[START EXTRACTED ENTRIES]
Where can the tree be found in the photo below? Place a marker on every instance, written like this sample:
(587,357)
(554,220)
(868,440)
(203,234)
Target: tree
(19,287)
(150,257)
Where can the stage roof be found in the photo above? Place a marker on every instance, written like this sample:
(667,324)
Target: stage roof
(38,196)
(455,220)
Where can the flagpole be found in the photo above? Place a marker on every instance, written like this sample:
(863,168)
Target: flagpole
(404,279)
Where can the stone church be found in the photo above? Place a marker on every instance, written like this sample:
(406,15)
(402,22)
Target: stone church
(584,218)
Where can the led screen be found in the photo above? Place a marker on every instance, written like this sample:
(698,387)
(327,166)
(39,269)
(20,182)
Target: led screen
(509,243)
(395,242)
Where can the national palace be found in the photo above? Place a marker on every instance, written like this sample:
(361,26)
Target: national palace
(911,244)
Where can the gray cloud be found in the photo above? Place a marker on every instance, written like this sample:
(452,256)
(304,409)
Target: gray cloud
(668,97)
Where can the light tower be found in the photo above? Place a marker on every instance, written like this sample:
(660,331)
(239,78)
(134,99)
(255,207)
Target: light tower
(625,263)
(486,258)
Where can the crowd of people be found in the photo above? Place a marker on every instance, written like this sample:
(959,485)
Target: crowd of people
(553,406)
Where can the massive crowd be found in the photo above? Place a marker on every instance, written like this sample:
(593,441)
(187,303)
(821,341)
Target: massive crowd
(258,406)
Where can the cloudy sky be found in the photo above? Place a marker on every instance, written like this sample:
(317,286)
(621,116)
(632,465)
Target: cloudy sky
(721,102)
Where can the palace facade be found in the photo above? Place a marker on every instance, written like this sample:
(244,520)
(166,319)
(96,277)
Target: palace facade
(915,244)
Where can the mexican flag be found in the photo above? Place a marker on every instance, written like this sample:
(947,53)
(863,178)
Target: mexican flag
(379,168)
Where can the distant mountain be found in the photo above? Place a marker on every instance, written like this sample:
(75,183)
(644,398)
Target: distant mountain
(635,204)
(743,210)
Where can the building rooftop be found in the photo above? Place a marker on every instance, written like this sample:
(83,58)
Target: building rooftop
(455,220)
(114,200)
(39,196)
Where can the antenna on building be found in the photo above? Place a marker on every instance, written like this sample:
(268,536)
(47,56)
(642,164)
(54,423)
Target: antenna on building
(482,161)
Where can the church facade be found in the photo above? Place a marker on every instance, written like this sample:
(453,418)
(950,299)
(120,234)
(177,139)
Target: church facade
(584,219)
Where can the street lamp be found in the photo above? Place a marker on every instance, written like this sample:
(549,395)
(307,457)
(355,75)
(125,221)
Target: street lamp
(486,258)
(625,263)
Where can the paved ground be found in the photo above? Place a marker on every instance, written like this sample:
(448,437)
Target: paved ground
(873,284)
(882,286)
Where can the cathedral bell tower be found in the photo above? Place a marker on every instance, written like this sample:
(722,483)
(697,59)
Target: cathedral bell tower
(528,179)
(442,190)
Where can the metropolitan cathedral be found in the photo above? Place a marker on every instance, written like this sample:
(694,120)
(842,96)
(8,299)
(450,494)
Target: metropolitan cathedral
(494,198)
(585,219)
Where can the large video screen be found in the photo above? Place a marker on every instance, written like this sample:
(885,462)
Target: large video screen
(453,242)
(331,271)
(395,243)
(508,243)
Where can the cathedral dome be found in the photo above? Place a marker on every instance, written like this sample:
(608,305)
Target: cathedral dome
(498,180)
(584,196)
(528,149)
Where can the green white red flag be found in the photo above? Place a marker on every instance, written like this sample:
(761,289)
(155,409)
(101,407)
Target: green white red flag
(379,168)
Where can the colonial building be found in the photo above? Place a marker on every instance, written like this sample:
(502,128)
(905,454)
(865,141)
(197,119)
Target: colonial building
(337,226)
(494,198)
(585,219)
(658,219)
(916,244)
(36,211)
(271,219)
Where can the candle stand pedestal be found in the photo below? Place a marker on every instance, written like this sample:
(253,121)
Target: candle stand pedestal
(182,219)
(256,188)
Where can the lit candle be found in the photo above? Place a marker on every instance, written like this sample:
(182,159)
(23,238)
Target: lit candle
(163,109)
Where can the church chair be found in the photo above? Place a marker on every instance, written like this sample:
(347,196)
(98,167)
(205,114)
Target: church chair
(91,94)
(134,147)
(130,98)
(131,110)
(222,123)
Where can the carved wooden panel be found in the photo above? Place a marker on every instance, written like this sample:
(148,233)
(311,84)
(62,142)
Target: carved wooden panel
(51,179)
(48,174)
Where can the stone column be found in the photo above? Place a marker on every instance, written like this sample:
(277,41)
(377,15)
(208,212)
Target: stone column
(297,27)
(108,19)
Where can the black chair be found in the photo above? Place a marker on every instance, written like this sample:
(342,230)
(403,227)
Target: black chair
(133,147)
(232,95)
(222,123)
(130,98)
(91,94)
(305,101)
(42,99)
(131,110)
[END EXTRACTED ENTRIES]
Convert every line of the items above into a JSON list of strings, with one string per line and any blank lines left out.

[
  "Where can the tree be found in the photo below? Place a marker on every instance, written like this sample:",
  "(587,357)",
  "(554,220)",
  "(868,440)",
  "(203,234)",
  "Target: tree",
  "(19,287)",
  "(150,257)",
  "Where can the stage roof be found in the photo above? Place a marker on every instance, written like this sample:",
  "(667,324)",
  "Target: stage roof",
  "(38,196)",
  "(455,220)",
  "Where can the flagpole be found in the photo above? Place a marker on every instance, written like this sample:",
  "(863,168)",
  "Target: flagpole",
  "(404,279)",
  "Where can the stone church be found in the photo above? Place a marker on every instance, written like this sample:",
  "(406,15)",
  "(402,22)",
  "Target: stone church",
  "(584,218)",
  "Where can the led screen be found in the photo above? Place a marker on every instance, written like this sample:",
  "(698,387)",
  "(327,166)",
  "(39,269)",
  "(20,182)",
  "Target: led screen",
  "(509,243)",
  "(395,242)",
  "Where can the national palace be found in the photo above? Place a marker on every instance, written like this sample:",
  "(361,26)",
  "Target: national palace",
  "(911,244)",
  "Where can the gray cloud be found in the photo above? Place a marker on every instance, written like this sample:",
  "(452,256)",
  "(304,409)",
  "Target: gray cloud",
  "(668,97)",
  "Where can the light tower be found in the photo above? Place a marker on every instance, written like this sample:",
  "(660,331)",
  "(239,78)",
  "(134,99)",
  "(255,207)",
  "Target: light tower",
  "(625,263)",
  "(486,258)",
  "Where can the crowd of people be found in the photo above? Place a marker on every instance, written like this sample:",
  "(959,485)",
  "Target: crowd of people",
  "(553,406)",
  "Where can the massive crowd be found in the photo above? Place a marker on every instance, written like this sample:",
  "(593,441)",
  "(187,303)",
  "(821,341)",
  "Target: massive crowd",
  "(258,406)",
  "Where can the cloudy sky be found in the photo above? Place a marker on every instance, written like this sample:",
  "(317,286)",
  "(621,116)",
  "(632,465)",
  "Target: cloudy sky",
  "(721,102)",
  "Where can the palace facade be found in the photo above? Place a marker on every instance, written like this sample:",
  "(244,520)",
  "(166,319)",
  "(96,277)",
  "Target: palace facade",
  "(915,244)",
  "Where can the mexican flag be found in the photo above? Place a marker on every instance, written like this sample:",
  "(947,53)",
  "(863,178)",
  "Target: mexican flag",
  "(379,168)",
  "Where can the distant mountain be found in the photo above? Place a marker on every instance, written like this sample:",
  "(75,183)",
  "(644,398)",
  "Target: distant mountain",
  "(635,204)",
  "(743,210)",
  "Where can the building rooftop be found in the photo above? Place a marker on every instance, written like this sample:",
  "(83,58)",
  "Target: building rooftop",
  "(455,220)",
  "(114,200)",
  "(39,196)",
  "Where can the antenna on building be found in the photo above? Place a marker on every instance, written like this sample:",
  "(268,536)",
  "(47,56)",
  "(642,164)",
  "(54,423)",
  "Target: antenna on building",
  "(482,161)",
  "Where can the church facade be found in the photo above? Place a marker on every instance, written like this sample:",
  "(453,418)",
  "(950,299)",
  "(120,234)",
  "(177,139)",
  "Target: church facade",
  "(584,219)",
  "Where can the street lamp be found in the photo above? Place a marker on every instance, written like this sample:",
  "(549,395)",
  "(307,457)",
  "(355,75)",
  "(125,221)",
  "Target: street lamp",
  "(486,258)",
  "(625,263)",
  "Where can the paved ground be found in the photo above? Place a marker on every instance, written like this sample:",
  "(448,437)",
  "Target: paved ground",
  "(873,284)",
  "(882,286)",
  "Where can the cathedral bell tower be found in the photo above? Place a marker on every instance, written like this sample:",
  "(722,483)",
  "(697,59)",
  "Target: cathedral bell tower",
  "(528,179)",
  "(442,190)",
  "Where can the metropolitan cathedral be found in the photo above? Place a marker on every instance, written like this sample:",
  "(694,120)",
  "(842,96)",
  "(8,299)",
  "(450,494)",
  "Target: metropolitan cathedral",
  "(494,198)",
  "(585,219)",
  "Where can the large video screen be found in the photo above? Place a marker on every instance, written like this sample:",
  "(885,462)",
  "Target: large video screen",
  "(453,242)",
  "(331,271)",
  "(395,243)",
  "(508,243)",
  "Where can the cathedral dome be found in the photo above? Place a marker on every instance, written like this sample:",
  "(608,305)",
  "Target: cathedral dome",
  "(498,180)",
  "(584,196)",
  "(528,149)",
  "Where can the green white red flag be found in the photo above? Place a marker on every instance, written like this sample:",
  "(761,289)",
  "(155,409)",
  "(101,407)",
  "Target: green white red flag",
  "(379,168)",
  "Where can the colonial building be found in the photo above? Place a marker on every instance, written like this sample:",
  "(502,128)",
  "(905,454)",
  "(865,141)",
  "(197,119)",
  "Target: colonial building",
  "(337,226)",
  "(494,198)",
  "(585,219)",
  "(658,219)",
  "(916,244)",
  "(36,211)",
  "(271,219)",
  "Where can the candle stand pedestal be found in the photo below? Place a marker on every instance, written like this sample:",
  "(253,121)",
  "Target: candle stand pedestal",
  "(182,219)",
  "(256,188)",
  "Where can the lit candle be found in the photo above? Place a marker on every instance, written like this sample:",
  "(182,159)",
  "(23,238)",
  "Target: lit candle",
  "(163,109)",
  "Where can the church chair be found in the photo above? Place a marker on every instance, written like this sample:",
  "(347,196)",
  "(98,167)",
  "(205,114)",
  "Target: church chair",
  "(91,94)",
  "(134,147)",
  "(130,98)",
  "(131,110)",
  "(222,123)",
  "Where can the carved wooden panel be found in the photo above? Place a marker on every instance, written like this sample:",
  "(148,233)",
  "(311,84)",
  "(62,142)",
  "Target: carved wooden panel",
  "(51,179)",
  "(48,174)",
  "Where can the stone column be found in the photo above? Place a marker on every instance, written like this sample:",
  "(277,41)",
  "(377,15)",
  "(208,212)",
  "Target: stone column",
  "(297,27)",
  "(108,19)",
  "Where can the black chair be found in the photo above? Place a marker on every instance, written like this sample:",
  "(342,230)",
  "(403,227)",
  "Target: black chair",
  "(133,147)",
  "(232,95)",
  "(222,123)",
  "(130,98)",
  "(91,94)",
  "(305,101)",
  "(42,99)",
  "(131,110)"
]